-- Start Materials provided --

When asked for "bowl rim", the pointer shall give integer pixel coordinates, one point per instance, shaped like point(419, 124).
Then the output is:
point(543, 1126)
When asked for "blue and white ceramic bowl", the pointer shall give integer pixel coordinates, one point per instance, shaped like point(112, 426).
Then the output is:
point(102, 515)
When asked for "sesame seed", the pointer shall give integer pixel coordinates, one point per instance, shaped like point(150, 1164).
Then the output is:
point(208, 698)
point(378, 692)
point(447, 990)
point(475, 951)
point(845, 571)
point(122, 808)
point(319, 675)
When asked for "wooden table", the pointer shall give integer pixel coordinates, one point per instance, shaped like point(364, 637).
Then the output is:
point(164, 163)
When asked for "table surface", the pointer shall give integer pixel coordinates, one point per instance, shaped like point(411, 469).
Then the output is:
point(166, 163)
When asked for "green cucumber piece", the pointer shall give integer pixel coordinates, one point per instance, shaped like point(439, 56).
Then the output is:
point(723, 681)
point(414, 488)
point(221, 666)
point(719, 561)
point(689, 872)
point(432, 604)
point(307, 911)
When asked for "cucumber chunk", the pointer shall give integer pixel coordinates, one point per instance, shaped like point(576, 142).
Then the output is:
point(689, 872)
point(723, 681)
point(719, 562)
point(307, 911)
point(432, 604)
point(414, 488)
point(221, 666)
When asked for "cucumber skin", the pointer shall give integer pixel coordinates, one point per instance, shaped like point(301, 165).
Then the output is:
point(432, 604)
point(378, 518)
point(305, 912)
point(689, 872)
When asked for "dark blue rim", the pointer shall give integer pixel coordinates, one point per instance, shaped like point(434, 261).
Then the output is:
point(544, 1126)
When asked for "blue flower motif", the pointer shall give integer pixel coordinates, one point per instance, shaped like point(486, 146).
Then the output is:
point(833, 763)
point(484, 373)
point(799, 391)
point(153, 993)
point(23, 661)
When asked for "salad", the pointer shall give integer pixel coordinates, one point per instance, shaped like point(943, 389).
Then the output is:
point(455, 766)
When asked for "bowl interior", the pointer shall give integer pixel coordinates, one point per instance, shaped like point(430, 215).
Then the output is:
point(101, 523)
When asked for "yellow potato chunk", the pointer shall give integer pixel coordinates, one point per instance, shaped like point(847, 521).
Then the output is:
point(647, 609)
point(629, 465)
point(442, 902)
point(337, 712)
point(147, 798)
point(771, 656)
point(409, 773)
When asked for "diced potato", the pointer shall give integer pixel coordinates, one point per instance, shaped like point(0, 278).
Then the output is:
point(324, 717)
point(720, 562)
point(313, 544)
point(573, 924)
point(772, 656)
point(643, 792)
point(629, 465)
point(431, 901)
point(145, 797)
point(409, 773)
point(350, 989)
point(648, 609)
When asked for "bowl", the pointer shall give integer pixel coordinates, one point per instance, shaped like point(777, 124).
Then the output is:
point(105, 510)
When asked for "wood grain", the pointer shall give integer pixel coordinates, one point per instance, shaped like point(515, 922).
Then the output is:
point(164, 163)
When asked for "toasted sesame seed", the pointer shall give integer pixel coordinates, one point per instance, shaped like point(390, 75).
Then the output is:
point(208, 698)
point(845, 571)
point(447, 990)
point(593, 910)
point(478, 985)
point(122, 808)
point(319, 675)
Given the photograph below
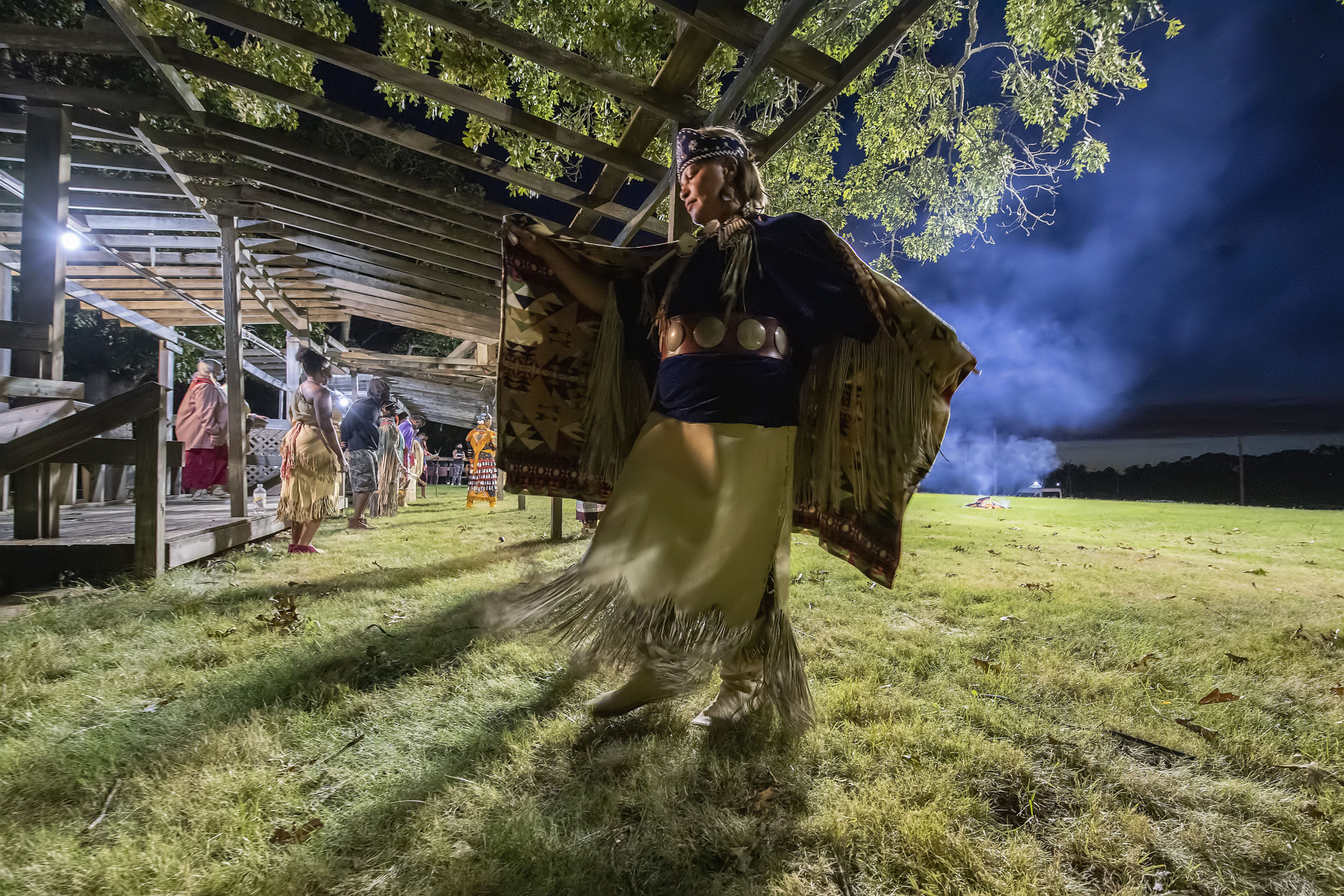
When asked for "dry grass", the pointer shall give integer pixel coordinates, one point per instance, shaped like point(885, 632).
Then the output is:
point(480, 773)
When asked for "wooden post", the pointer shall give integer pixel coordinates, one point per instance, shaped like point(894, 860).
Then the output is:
point(679, 219)
point(151, 434)
point(234, 367)
point(293, 374)
point(166, 371)
point(1241, 473)
point(42, 294)
point(6, 281)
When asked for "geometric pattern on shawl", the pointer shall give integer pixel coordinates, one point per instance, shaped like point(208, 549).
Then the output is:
point(872, 416)
point(549, 344)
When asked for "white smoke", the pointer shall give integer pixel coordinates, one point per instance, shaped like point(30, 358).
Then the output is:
point(990, 464)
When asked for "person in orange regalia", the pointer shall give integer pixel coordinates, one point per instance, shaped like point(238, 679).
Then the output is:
point(483, 480)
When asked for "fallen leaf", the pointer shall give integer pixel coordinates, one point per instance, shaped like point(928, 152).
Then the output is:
point(764, 797)
point(1311, 809)
point(286, 618)
point(1315, 773)
point(159, 704)
point(1208, 734)
point(300, 835)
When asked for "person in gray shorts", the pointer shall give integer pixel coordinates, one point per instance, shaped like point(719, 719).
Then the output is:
point(359, 434)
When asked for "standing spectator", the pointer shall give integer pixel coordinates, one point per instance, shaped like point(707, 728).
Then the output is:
point(203, 428)
point(359, 434)
point(311, 456)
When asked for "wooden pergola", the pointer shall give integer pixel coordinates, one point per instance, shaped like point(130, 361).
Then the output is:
point(279, 230)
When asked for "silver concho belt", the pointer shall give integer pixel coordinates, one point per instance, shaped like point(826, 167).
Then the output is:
point(737, 335)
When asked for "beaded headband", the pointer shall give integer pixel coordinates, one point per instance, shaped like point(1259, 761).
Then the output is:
point(694, 145)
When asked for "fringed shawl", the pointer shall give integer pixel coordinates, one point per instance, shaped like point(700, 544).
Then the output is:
point(872, 416)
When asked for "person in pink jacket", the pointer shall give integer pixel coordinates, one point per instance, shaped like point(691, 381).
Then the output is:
point(202, 428)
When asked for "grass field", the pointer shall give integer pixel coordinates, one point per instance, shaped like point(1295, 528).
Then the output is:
point(443, 760)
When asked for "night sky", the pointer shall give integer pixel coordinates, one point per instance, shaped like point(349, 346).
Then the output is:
point(1202, 267)
point(1205, 265)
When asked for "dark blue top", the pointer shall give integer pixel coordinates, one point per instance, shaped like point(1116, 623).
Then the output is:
point(359, 426)
point(803, 281)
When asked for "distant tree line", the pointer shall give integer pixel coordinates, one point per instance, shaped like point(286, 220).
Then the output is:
point(1287, 479)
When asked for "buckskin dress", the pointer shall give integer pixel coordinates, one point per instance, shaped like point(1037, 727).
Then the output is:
point(707, 461)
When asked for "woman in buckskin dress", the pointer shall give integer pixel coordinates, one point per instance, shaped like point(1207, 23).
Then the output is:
point(690, 567)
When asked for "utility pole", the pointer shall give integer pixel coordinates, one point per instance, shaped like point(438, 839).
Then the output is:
point(1241, 473)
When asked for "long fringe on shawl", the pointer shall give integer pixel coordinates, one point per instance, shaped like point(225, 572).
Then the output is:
point(608, 625)
point(859, 458)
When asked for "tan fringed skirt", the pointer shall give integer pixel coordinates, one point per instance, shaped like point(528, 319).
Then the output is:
point(691, 563)
point(310, 472)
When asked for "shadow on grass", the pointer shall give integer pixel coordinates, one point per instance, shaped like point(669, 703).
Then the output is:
point(304, 679)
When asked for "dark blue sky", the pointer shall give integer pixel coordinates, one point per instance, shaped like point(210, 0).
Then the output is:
point(1202, 267)
point(1205, 265)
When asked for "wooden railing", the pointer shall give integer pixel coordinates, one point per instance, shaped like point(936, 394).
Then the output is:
point(76, 440)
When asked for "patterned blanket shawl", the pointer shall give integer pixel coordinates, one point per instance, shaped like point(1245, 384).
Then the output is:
point(872, 416)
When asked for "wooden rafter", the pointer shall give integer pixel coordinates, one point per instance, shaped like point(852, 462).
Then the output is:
point(455, 16)
point(428, 87)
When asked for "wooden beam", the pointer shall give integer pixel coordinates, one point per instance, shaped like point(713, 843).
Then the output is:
point(347, 263)
point(234, 367)
point(42, 296)
point(29, 387)
point(392, 132)
point(114, 452)
point(475, 246)
point(366, 236)
point(23, 336)
point(150, 433)
point(891, 30)
point(88, 97)
point(460, 19)
point(128, 19)
point(679, 73)
point(777, 35)
point(726, 22)
point(45, 442)
point(424, 85)
point(90, 159)
point(393, 206)
point(41, 39)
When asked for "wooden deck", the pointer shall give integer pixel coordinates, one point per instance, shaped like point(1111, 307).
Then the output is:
point(99, 541)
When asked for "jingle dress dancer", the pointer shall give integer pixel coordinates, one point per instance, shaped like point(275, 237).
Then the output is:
point(792, 387)
point(312, 461)
point(483, 479)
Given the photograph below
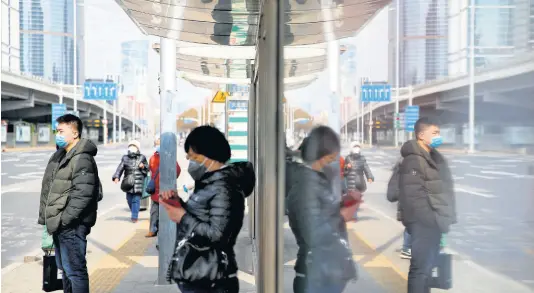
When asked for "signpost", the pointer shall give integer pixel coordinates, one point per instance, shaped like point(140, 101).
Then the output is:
point(237, 129)
point(411, 115)
point(376, 93)
point(58, 110)
point(94, 90)
point(399, 121)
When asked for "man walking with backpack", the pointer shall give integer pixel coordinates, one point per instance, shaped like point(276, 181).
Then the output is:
point(427, 203)
point(69, 200)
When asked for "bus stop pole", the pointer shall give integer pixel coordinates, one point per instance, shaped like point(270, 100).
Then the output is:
point(167, 229)
point(271, 149)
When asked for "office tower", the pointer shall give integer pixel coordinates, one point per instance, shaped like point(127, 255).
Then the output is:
point(423, 40)
point(47, 39)
point(10, 35)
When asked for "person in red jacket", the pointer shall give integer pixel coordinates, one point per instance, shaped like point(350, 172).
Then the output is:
point(154, 209)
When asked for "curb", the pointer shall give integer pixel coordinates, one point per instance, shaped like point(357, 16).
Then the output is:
point(37, 254)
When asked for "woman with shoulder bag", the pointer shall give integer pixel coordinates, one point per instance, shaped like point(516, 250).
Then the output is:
point(134, 165)
point(209, 222)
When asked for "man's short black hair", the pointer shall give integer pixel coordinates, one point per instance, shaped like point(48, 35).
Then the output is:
point(423, 123)
point(210, 142)
point(322, 141)
point(72, 120)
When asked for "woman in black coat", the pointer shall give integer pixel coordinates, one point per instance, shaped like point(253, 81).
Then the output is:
point(208, 224)
point(134, 165)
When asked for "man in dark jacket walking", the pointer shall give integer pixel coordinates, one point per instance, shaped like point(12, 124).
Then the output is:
point(426, 200)
point(69, 201)
point(317, 217)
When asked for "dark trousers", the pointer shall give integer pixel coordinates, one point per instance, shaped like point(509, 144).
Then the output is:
point(230, 286)
point(301, 285)
point(71, 244)
point(154, 217)
point(134, 202)
point(425, 250)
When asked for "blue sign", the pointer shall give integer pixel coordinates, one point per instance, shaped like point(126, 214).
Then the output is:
point(411, 115)
point(238, 105)
point(100, 90)
point(376, 93)
point(58, 110)
point(238, 88)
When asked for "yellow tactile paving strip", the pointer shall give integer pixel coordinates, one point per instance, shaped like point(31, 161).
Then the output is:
point(113, 267)
point(377, 265)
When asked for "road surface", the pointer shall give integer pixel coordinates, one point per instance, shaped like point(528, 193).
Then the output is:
point(21, 185)
point(495, 206)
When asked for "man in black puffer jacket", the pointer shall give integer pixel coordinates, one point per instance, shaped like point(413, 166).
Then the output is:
point(69, 201)
point(134, 165)
point(426, 199)
point(357, 171)
point(317, 218)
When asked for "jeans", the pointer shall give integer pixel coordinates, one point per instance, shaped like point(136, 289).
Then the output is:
point(134, 202)
point(154, 217)
point(425, 250)
point(230, 286)
point(406, 241)
point(300, 285)
point(70, 245)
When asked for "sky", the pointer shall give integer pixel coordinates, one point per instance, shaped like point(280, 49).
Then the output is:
point(107, 26)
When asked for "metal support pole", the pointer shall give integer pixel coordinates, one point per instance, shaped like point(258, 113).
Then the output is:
point(472, 78)
point(120, 119)
point(167, 229)
point(115, 121)
point(133, 117)
point(271, 149)
point(410, 102)
point(105, 126)
point(75, 56)
point(61, 94)
point(370, 124)
point(397, 69)
point(362, 124)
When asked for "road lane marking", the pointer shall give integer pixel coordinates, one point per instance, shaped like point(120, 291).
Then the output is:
point(480, 176)
point(501, 173)
point(26, 165)
point(457, 189)
point(10, 190)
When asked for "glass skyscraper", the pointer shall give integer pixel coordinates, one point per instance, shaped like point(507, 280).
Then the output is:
point(423, 40)
point(47, 39)
point(502, 29)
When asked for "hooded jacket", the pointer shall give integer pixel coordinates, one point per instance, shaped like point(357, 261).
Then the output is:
point(215, 211)
point(355, 174)
point(324, 254)
point(154, 167)
point(129, 165)
point(426, 188)
point(70, 188)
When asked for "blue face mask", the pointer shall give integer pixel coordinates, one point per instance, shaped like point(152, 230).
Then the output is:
point(436, 142)
point(60, 141)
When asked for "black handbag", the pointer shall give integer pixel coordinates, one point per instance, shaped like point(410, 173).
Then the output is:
point(52, 277)
point(442, 273)
point(195, 265)
point(127, 183)
point(151, 186)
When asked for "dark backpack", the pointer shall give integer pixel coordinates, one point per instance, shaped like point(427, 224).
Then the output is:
point(393, 184)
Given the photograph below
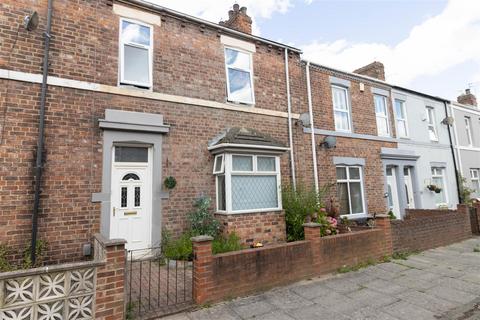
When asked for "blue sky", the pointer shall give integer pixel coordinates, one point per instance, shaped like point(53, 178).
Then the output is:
point(428, 45)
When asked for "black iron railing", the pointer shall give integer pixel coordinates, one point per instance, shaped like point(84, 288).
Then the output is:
point(156, 286)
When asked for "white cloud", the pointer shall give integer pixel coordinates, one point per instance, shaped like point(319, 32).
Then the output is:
point(434, 46)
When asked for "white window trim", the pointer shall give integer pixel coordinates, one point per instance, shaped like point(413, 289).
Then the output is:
point(468, 129)
point(348, 181)
point(444, 182)
point(229, 96)
point(384, 117)
point(121, 44)
point(405, 119)
point(432, 120)
point(348, 111)
point(227, 157)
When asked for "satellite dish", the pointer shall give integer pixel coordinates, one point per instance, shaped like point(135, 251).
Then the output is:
point(30, 22)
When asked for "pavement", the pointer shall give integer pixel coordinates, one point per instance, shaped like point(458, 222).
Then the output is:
point(441, 284)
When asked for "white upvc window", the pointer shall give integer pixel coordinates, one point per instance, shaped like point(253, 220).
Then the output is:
point(136, 53)
point(401, 118)
point(438, 179)
point(381, 114)
point(239, 70)
point(475, 178)
point(341, 109)
point(350, 194)
point(432, 128)
point(247, 183)
point(468, 131)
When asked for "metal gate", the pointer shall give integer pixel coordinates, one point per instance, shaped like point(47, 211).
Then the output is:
point(156, 286)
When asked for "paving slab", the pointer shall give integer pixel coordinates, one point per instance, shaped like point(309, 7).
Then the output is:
point(443, 283)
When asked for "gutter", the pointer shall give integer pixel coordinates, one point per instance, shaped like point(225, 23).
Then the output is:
point(290, 134)
point(457, 178)
point(156, 8)
point(41, 135)
point(312, 127)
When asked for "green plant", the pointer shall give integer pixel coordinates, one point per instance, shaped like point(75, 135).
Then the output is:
point(226, 244)
point(179, 249)
point(4, 264)
point(40, 249)
point(170, 182)
point(299, 203)
point(202, 221)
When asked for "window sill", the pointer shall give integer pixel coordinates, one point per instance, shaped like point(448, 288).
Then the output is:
point(225, 213)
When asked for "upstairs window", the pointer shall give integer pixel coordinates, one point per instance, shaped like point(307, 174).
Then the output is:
point(238, 65)
point(341, 109)
point(401, 117)
point(247, 183)
point(468, 130)
point(432, 129)
point(135, 53)
point(381, 114)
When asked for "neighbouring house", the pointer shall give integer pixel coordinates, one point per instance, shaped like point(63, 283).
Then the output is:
point(466, 124)
point(139, 95)
point(424, 176)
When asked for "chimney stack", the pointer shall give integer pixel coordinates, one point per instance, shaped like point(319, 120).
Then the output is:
point(238, 20)
point(373, 70)
point(467, 98)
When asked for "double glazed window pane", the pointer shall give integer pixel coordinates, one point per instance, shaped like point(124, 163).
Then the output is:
point(136, 65)
point(254, 192)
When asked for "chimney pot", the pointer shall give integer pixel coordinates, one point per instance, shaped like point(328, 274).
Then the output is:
point(238, 20)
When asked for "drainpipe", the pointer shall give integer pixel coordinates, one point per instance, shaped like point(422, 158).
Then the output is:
point(41, 133)
point(290, 134)
point(312, 127)
point(457, 178)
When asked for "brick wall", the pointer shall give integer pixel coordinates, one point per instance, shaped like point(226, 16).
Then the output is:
point(227, 275)
point(426, 229)
point(264, 227)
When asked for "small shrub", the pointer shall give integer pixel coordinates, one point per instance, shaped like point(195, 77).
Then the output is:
point(226, 244)
point(4, 264)
point(179, 249)
point(202, 221)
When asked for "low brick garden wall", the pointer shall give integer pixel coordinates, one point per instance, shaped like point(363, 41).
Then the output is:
point(232, 274)
point(84, 290)
point(426, 229)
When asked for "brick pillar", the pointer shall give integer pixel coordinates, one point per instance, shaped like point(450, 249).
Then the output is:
point(110, 291)
point(382, 221)
point(202, 269)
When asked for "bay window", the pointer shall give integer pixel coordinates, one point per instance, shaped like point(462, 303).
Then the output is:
point(350, 190)
point(135, 53)
point(238, 65)
point(381, 114)
point(247, 183)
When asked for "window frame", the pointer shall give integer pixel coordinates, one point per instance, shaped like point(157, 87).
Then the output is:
point(228, 173)
point(475, 179)
point(121, 46)
point(431, 122)
point(444, 182)
point(229, 95)
point(399, 119)
point(468, 130)
point(385, 118)
point(348, 181)
point(348, 111)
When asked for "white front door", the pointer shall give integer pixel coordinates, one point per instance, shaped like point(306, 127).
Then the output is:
point(393, 202)
point(409, 188)
point(131, 200)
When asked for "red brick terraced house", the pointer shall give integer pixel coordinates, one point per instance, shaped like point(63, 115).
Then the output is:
point(138, 93)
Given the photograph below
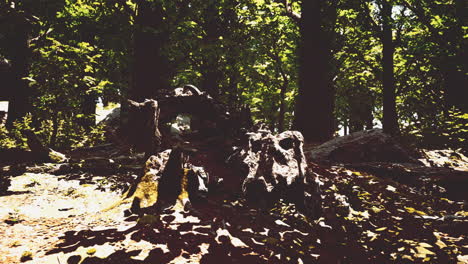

-- End Materials provided --

### Do this
Rewrite the entries from the line containing "like point(852, 462)." through the line containing "point(37, 254)", replacing "shall" with "must" throughout and leaving everything else unchanged. Reproduce only those lines, and omit the pictures.

### Written response
When asked for "wooden rafter", the pointer must give integer pixel coordinates, one point per instance, shaped like point(852, 462).
Then the output is:
point(455, 16)
point(428, 87)
When asked for "wooden beam", the pointer must give integer pixel coordinates, one point per instance, shaped like point(713, 843).
Then the output is:
point(347, 263)
point(234, 367)
point(42, 296)
point(29, 387)
point(392, 132)
point(114, 452)
point(475, 246)
point(366, 236)
point(23, 336)
point(150, 433)
point(891, 30)
point(88, 97)
point(460, 19)
point(128, 19)
point(679, 73)
point(777, 35)
point(726, 22)
point(45, 442)
point(424, 85)
point(90, 159)
point(393, 206)
point(41, 39)
When asked for "wooden deck", the pointer must give integer pixel coordinates, one point per instance, shaped like point(1111, 307).
Then the output is:
point(99, 541)
When asked for "jingle dress dancer", the pointer must give integer pixel coordinates, one point per instance, shaped like point(275, 237).
Then the output is:
point(792, 387)
point(312, 461)
point(483, 479)
Given the photograph below
When asked for "signpost", the pointer must give integer pixel coordinates, one point per instance, shaped like point(140, 101).
Then the output is:
point(237, 129)
point(411, 115)
point(376, 93)
point(58, 110)
point(94, 90)
point(399, 121)
When asked for "man walking with backpack", the pointer must give integer pixel coordinates, one point per instance, shaped like point(276, 181).
Then the output is:
point(427, 203)
point(69, 200)
When asked for "bus stop pole", the pointer must give integer pixel coordinates, one point per instance, shaped like point(270, 100).
Then the output is:
point(167, 229)
point(271, 149)
When asked for "office tower", the pointer must give integer pixel coordinates, one point per instance, shaped like point(127, 255).
Then the output is:
point(423, 40)
point(47, 39)
point(10, 35)
When asked for "person in red jacket", the pointer must give integer pixel coordinates, one point per instance, shaped like point(350, 172).
Then the output is:
point(154, 209)
When asked for "curb", the pointer must give integer pixel coordinates, one point per instance, shaped like point(357, 16).
Then the output is:
point(37, 254)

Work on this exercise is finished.